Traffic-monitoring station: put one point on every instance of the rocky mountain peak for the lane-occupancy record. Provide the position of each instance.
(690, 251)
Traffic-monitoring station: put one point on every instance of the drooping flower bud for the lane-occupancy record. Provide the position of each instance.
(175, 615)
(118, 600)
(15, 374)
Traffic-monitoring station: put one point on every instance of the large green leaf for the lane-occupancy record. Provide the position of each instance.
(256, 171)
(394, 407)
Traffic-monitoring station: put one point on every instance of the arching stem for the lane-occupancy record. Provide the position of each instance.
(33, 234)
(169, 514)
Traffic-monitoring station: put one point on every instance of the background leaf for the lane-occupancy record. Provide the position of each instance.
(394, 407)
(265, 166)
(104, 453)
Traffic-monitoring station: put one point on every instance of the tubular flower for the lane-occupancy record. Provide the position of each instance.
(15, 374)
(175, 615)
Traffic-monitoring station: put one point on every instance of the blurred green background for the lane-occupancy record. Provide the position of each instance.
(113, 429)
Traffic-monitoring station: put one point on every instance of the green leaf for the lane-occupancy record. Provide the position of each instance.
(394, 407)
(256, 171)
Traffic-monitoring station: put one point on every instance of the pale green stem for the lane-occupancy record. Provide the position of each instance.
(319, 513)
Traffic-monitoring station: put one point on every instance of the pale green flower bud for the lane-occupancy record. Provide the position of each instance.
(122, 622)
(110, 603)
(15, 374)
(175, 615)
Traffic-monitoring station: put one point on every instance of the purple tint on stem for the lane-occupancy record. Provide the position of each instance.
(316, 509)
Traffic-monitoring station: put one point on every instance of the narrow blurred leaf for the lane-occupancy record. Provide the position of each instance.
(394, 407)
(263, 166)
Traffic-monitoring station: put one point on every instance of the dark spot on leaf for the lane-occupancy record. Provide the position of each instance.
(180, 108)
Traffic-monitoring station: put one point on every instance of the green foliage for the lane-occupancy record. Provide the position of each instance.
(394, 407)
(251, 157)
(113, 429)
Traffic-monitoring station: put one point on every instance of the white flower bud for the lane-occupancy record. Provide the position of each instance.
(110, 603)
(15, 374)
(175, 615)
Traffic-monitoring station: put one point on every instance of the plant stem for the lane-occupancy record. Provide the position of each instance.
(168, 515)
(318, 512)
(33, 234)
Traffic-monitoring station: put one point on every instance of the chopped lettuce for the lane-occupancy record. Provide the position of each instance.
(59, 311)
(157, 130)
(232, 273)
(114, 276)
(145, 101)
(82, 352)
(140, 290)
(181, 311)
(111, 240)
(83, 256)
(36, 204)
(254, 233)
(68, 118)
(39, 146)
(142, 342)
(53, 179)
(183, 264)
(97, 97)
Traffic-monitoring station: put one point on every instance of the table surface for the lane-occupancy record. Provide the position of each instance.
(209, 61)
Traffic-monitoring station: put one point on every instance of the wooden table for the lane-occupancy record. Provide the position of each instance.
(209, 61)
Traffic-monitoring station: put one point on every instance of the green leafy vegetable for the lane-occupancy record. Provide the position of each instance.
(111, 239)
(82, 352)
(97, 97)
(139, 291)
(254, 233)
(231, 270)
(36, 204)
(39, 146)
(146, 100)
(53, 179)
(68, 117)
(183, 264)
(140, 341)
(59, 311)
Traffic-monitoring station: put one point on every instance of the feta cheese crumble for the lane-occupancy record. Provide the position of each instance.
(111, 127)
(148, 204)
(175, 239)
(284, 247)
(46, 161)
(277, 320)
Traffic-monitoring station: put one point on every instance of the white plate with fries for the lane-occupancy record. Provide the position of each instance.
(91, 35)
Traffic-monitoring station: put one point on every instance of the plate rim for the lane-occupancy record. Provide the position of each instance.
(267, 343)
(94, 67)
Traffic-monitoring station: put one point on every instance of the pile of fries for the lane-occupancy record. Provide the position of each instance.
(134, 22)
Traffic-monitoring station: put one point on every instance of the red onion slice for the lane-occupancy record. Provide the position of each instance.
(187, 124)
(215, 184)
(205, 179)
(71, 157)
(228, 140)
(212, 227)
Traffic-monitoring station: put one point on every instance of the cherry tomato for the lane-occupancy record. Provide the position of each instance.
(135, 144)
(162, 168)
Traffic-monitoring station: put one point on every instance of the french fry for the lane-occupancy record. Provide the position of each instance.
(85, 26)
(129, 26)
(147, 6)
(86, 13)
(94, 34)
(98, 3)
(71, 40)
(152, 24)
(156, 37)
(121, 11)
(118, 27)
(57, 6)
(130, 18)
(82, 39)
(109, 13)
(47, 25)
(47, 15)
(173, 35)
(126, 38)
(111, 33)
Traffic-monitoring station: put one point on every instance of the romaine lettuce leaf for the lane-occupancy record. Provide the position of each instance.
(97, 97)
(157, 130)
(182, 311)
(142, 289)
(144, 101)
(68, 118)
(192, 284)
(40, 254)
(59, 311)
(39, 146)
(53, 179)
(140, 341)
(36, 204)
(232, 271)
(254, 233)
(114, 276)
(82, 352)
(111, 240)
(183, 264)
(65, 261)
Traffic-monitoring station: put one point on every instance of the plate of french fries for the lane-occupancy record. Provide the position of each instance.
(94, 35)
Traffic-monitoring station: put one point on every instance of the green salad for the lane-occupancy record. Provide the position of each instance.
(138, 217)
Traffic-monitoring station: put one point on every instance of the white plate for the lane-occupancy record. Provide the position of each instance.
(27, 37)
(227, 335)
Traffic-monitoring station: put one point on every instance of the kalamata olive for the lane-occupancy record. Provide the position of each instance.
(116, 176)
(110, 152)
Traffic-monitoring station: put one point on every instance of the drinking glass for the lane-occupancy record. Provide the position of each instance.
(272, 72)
◇ ◇ ◇ ◇ ◇
Each record is to be repeated word for word, with none skipped.

Result for this exercise:
Traffic-monitoring station: put one point on every instance of the rocky mountain peak for the lane-occupancy record. Provide the position of each instance.
(690, 251)
Traffic-monitoring station: put one point on every instance of the drooping flower bud for the lane-occupancy record. Provide the position of each instance.
(175, 615)
(118, 600)
(15, 374)
Traffic-monitoring station: put one point on every instance of the large green leaf for the lane-occupancy record. Provide the position of each instance.
(256, 171)
(394, 407)
Traffic-monitoring station: put one point on every instance of the arching stem for the lane-occupancy record. Provide the position of each instance.
(33, 234)
(169, 514)
Traffic-monitoring station: put one point on every instance of the background leaf for the lane-occupancy record. Provide the position of each instance.
(394, 407)
(265, 166)
(104, 453)
Traffic-monitoring station: put one point on every instance of the tubular flower for the lane-occupancy record. Provide the position of each instance.
(15, 374)
(175, 615)
Traffic-monitoring station: put one point on every instance of the blurred green background for the lane-occupancy record. Provide the position of each instance.
(113, 429)
Traffic-monitoring station: put one point on every instance of the green leaf for the lane-occupancy record. Provide the position of each instance.
(394, 407)
(256, 171)
Traffic-monitoring station: put one point on every instance of the pale green stem for the lane-occupancy record. Provide the position of each instance.
(319, 513)
Traffic-monitoring station: put one point on every instance of the pale green flower bud for the lane-occupancy record. Provide the position of each instance.
(122, 622)
(110, 603)
(15, 374)
(175, 615)
Traffic-monitoring station: put one point on every instance of the purple tint on stem for the lane-occupancy record. Provide the position of each instance.
(316, 509)
Traffic-monitoring station: put one point on every instance of the narrow blurred leaf for the lane-occupancy record. Provide the position of each instance.
(394, 407)
(263, 166)
Traffic-monitoring station: put one point on every instance of the dark spot on leaf for the lane-occupancy record. Provide the position of each instance.
(180, 108)
Traffic-monitoring station: put one point on every instance of the green foliage for the lane-occupancy record. Provide the position of each instance.
(394, 407)
(251, 157)
(113, 429)
Traffic-monitoring station: put one point on every instance of the white flower bud for the lane-occupancy record. Provide the position of each instance.
(110, 603)
(15, 374)
(175, 615)
Traffic-monitoring station: put one point on every instance of the plant stem for the lane-occupancy record. Provide the position of each instance.
(168, 515)
(318, 512)
(33, 234)
Traffic-monitoring station: put one point on every instance of the chopped lettuce for the lane-occupancy record. Provide the position of each instance.
(59, 311)
(157, 130)
(232, 273)
(114, 276)
(145, 101)
(82, 352)
(140, 290)
(181, 311)
(111, 240)
(83, 256)
(36, 204)
(254, 233)
(68, 118)
(39, 146)
(142, 342)
(53, 179)
(183, 264)
(97, 97)
Traffic-monitoring station: put one point on every instance of the table surface for the lane-occupancy record. Provide the position of each instance.
(209, 61)
Traffic-monitoring station: put one point on every instance of the wooden table for the lane-occupancy record. Provide the position of each instance.
(209, 61)
Traffic-monitoring station: put one point on every instance of the green leafy vegetable for the lane-occupancy record. Provide the position of each instance.
(111, 239)
(82, 352)
(97, 97)
(139, 291)
(254, 233)
(231, 270)
(36, 204)
(39, 146)
(146, 100)
(53, 179)
(68, 117)
(183, 264)
(140, 341)
(59, 311)
Traffic-monitoring station: put one point on every instance of the feta cheese crumble for the lane-occupancy record. Provide the position of each instance.
(111, 127)
(148, 204)
(175, 239)
(284, 247)
(46, 161)
(277, 320)
Traffic-monitoring station: put one point on every instance of the white plate with fries for the lane-occupancy record. Provide the position of each instance.
(91, 35)
Traffic-monitoring station: put one point on every instance of the plate rim for the lane-occupancy record. Provide the position of each instance.
(267, 343)
(94, 67)
Traffic-monitoring station: put one point on every instance of the pile of fries for the lane-occupancy record. Provide the position of each instance.
(134, 22)
Traffic-monitoring station: put one point on every instance of the red onion slice for the lane-occupancy record. Provide the position of each instance.
(187, 124)
(215, 184)
(205, 179)
(71, 157)
(228, 140)
(212, 227)
Traffic-monitoring station: put one point on every instance of the cherry tomato for the lane-occupancy record. Provide the position of each instance.
(135, 144)
(162, 168)
Traffic-monitoring station: put one point on every instance of the french fry for the lane-occupancy record. Provide the position of each instance.
(85, 26)
(129, 26)
(147, 6)
(86, 13)
(94, 34)
(98, 3)
(71, 40)
(152, 24)
(156, 37)
(121, 11)
(118, 27)
(57, 6)
(130, 18)
(82, 39)
(109, 13)
(47, 25)
(47, 15)
(173, 35)
(126, 38)
(111, 33)
Traffic-monitoring station: put one point on every instance of the romaine lettuce leaf for the lane-occupancy record. Provide the position of each instance.
(97, 97)
(157, 130)
(182, 311)
(142, 289)
(144, 101)
(68, 118)
(192, 284)
(40, 254)
(59, 311)
(39, 146)
(53, 179)
(140, 341)
(36, 204)
(232, 271)
(254, 233)
(114, 276)
(82, 352)
(111, 240)
(183, 264)
(65, 261)
Traffic-monitoring station: put one point on every instance of the plate of french fries for the lane-occupancy record. Provide the position of each instance.
(94, 35)
Traffic-monitoring station: put one point on every instance of the green salad for the lane-occupancy record. Provide the position of each instance.
(138, 217)
Traffic-monitoring station: put one point on every instance of the white plate for the lane-occupancy record. Provide the position of each instance.
(27, 37)
(227, 335)
Traffic-monitoring station: put one point on every instance of the kalamata olive for the lane-occupancy record. Provide the position of each instance.
(116, 176)
(110, 152)
Traffic-monitoring station: put one point on every instance of the drinking glass for the lane-occupancy record. Provide the position of each instance.
(272, 72)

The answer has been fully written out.